Excerpts of location labeling data:
____________

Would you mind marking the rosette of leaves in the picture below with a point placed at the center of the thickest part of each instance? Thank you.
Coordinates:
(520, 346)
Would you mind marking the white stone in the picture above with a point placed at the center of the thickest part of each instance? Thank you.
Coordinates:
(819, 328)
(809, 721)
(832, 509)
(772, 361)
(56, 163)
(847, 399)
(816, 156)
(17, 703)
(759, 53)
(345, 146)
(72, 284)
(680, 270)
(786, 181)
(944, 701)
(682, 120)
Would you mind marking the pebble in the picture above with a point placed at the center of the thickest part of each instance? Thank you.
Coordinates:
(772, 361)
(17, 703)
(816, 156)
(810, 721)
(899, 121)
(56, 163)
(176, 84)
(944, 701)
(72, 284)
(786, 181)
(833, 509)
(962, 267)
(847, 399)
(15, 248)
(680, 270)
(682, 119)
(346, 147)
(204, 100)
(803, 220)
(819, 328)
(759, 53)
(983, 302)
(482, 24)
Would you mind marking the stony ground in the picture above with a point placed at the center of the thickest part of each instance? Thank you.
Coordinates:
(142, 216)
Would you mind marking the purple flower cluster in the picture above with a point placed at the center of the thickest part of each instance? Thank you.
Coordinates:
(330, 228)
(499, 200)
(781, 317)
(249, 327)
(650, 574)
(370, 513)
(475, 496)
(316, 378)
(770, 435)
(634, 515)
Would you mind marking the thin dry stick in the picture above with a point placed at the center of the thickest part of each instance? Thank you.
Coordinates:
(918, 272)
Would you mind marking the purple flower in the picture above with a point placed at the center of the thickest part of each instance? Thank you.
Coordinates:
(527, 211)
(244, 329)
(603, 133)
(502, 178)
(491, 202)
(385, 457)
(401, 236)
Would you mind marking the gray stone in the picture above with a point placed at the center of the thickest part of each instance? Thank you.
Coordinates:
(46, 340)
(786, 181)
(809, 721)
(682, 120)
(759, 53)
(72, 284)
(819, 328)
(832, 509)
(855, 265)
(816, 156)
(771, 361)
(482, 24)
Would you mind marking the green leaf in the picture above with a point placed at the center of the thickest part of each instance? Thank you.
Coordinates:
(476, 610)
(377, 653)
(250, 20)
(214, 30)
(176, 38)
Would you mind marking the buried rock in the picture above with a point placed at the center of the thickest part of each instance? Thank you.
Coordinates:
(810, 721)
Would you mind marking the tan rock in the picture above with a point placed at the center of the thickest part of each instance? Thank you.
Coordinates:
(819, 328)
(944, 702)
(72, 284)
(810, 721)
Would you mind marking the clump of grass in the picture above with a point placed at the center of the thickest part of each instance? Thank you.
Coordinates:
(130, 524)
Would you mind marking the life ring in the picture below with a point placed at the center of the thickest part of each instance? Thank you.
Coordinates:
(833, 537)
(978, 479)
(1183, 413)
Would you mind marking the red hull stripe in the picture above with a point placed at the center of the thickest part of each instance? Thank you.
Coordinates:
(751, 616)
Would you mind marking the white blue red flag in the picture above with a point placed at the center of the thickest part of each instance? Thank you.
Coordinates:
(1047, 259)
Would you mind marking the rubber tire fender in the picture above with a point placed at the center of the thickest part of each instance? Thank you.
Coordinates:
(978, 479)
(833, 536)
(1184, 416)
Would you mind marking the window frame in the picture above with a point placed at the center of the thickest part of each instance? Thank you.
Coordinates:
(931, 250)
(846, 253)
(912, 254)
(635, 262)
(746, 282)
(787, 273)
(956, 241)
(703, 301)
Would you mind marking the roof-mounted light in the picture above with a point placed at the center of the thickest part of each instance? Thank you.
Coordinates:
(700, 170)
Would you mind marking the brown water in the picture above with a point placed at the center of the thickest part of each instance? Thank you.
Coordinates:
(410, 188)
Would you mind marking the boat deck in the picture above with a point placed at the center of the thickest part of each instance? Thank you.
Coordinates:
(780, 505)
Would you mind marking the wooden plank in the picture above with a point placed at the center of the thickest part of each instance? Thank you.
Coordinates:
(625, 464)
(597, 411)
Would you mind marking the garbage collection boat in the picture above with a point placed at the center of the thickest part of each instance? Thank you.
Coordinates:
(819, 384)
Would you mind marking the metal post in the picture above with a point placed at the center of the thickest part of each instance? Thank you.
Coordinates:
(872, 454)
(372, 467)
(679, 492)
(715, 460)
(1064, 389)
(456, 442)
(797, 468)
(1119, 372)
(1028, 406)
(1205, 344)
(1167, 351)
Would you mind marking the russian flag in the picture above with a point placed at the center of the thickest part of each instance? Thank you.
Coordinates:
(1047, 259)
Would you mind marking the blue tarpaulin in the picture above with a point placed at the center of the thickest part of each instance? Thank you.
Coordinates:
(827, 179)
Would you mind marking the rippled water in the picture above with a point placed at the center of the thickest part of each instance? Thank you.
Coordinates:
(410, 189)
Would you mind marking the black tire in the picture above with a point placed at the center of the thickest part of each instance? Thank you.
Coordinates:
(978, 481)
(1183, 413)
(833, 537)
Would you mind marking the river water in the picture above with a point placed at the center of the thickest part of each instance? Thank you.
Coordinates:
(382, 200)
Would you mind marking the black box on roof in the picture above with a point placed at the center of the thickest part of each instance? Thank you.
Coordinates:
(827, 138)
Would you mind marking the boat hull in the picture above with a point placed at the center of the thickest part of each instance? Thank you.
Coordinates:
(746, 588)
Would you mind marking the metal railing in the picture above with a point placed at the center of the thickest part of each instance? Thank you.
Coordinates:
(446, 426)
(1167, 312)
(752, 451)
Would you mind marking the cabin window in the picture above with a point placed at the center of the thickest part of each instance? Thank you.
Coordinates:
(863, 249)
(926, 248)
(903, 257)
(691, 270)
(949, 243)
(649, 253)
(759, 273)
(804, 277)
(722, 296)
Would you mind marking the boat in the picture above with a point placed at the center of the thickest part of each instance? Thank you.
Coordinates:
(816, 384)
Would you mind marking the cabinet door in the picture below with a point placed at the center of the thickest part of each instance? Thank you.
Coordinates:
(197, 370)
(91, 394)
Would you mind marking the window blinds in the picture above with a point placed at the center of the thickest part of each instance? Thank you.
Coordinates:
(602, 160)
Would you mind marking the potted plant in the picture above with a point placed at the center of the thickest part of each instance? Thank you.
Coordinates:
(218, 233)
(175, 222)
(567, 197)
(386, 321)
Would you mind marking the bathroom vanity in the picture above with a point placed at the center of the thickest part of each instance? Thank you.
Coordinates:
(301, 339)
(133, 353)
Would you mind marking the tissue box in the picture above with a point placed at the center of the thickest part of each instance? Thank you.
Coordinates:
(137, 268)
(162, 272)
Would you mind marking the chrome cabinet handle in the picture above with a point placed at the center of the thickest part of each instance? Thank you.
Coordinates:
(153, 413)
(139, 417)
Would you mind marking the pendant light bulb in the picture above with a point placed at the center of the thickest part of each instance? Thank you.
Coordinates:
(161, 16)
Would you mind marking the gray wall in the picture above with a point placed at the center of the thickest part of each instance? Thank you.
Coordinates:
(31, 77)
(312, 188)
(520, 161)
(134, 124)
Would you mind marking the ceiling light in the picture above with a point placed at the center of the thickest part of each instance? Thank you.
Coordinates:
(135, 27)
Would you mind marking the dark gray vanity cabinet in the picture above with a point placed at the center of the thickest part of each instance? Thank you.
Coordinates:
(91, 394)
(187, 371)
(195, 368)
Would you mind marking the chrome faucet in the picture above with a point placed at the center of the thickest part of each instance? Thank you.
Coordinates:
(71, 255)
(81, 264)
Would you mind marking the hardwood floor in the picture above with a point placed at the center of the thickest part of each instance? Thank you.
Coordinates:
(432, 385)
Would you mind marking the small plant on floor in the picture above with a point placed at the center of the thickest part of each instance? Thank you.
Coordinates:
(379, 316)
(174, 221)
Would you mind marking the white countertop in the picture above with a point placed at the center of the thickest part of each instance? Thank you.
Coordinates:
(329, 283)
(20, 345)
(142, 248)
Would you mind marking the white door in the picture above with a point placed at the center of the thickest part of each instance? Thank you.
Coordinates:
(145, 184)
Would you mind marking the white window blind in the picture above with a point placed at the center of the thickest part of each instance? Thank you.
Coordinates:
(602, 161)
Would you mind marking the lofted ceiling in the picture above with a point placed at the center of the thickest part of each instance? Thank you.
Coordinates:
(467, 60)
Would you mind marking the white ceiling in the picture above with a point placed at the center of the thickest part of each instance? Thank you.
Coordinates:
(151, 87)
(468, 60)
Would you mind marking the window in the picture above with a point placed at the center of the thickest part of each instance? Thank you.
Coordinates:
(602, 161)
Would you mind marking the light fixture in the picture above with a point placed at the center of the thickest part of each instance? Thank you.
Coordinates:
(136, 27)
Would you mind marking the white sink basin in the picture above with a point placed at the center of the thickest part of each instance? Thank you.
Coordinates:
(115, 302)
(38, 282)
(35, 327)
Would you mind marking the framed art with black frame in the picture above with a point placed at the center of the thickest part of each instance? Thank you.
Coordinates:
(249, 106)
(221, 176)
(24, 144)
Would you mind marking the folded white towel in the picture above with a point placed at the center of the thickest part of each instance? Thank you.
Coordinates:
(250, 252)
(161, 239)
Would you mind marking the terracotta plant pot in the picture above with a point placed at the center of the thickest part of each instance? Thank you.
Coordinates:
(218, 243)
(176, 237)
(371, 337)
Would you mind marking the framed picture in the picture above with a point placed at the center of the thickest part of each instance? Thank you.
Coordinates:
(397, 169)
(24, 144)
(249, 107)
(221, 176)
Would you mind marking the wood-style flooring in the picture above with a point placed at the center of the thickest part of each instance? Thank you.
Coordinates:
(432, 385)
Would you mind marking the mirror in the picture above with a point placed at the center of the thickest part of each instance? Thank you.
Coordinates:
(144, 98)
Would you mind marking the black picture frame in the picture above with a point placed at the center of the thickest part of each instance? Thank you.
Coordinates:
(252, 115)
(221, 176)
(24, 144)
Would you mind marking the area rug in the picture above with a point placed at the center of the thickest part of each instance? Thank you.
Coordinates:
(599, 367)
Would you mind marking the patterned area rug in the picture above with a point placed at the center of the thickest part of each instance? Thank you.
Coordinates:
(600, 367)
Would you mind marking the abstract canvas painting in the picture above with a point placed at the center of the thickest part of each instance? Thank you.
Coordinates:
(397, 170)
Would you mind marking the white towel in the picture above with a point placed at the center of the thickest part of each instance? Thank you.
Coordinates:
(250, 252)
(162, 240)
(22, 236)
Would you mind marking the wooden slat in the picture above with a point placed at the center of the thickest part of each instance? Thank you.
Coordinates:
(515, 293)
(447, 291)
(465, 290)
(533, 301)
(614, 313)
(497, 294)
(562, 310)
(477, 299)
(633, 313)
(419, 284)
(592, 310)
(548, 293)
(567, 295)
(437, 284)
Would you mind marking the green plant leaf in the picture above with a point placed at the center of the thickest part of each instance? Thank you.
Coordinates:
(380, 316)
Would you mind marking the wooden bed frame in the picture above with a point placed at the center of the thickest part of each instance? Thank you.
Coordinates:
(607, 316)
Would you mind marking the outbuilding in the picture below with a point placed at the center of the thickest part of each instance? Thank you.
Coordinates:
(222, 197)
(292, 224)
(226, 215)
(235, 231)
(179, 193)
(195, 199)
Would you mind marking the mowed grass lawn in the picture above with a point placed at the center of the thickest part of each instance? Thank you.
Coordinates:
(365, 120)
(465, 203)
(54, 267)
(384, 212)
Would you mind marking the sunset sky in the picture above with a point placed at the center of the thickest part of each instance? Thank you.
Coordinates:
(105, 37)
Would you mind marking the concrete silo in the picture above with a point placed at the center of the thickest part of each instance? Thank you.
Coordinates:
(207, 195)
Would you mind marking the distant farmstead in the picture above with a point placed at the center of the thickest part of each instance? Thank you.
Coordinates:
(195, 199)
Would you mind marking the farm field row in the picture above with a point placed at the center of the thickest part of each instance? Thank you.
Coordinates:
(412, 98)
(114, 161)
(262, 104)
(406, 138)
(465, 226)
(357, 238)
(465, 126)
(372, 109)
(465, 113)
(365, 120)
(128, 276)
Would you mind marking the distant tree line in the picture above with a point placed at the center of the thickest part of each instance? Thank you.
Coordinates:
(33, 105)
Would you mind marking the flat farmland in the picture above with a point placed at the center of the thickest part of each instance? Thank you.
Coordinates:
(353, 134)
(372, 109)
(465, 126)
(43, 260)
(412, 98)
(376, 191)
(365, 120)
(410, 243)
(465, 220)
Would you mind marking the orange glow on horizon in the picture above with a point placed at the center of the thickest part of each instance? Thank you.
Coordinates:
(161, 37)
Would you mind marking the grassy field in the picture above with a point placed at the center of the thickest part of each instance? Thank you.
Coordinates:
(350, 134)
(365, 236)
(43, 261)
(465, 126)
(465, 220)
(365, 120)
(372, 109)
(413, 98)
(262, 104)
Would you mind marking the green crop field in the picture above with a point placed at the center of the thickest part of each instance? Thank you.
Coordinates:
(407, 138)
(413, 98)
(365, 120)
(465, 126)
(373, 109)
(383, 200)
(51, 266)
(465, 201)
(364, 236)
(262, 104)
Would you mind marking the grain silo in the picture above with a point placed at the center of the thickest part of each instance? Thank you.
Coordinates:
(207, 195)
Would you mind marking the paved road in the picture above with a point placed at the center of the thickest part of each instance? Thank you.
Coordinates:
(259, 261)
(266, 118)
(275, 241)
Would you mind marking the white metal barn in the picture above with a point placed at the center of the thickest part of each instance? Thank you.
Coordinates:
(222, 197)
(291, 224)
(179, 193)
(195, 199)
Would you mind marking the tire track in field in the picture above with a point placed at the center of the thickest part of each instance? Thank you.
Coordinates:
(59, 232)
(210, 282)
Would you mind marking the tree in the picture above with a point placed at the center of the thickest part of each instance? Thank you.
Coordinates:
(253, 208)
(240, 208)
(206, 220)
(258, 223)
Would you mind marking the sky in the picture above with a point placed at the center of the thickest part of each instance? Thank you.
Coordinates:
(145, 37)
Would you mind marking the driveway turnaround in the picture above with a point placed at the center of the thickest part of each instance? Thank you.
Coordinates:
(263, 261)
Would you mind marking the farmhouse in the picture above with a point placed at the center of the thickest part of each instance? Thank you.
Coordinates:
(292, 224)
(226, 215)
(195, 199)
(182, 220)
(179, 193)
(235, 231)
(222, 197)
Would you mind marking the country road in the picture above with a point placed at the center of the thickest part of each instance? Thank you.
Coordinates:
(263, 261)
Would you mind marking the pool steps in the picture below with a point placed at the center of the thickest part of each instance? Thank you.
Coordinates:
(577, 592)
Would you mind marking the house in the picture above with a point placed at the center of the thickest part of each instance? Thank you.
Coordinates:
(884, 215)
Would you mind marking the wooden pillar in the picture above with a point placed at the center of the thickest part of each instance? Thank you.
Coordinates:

____________

▶ _GIVEN EXERCISE_: Reproduce the lines of the data above verbatim, from the line containing "Would you mind marking the boat deck" through the line containing "(1167, 351)", both included.

▶ _EXPECTED OUTPUT_:
Would you mind marking the boat deck in the picture above with a point placed at the center of the thickest part of each instance? Thank you.
Coordinates:
(780, 505)
Would you mind marking the wooden plank in the picture above with a point placed at the center of the thickest part of each instance? Thank you.
Coordinates:
(625, 464)
(597, 411)
Would you mind marking the garbage collection boat in the picture above with a point placed at the center of the thickest part of each instance? Thank you.
Coordinates:
(819, 384)
Would you mind marking the metal post in the picture above with a point placed at the center of the thickest part of each instance? Thank you.
Coordinates:
(872, 454)
(372, 467)
(679, 492)
(715, 460)
(1064, 389)
(456, 442)
(797, 468)
(1119, 372)
(1028, 406)
(1205, 344)
(1167, 351)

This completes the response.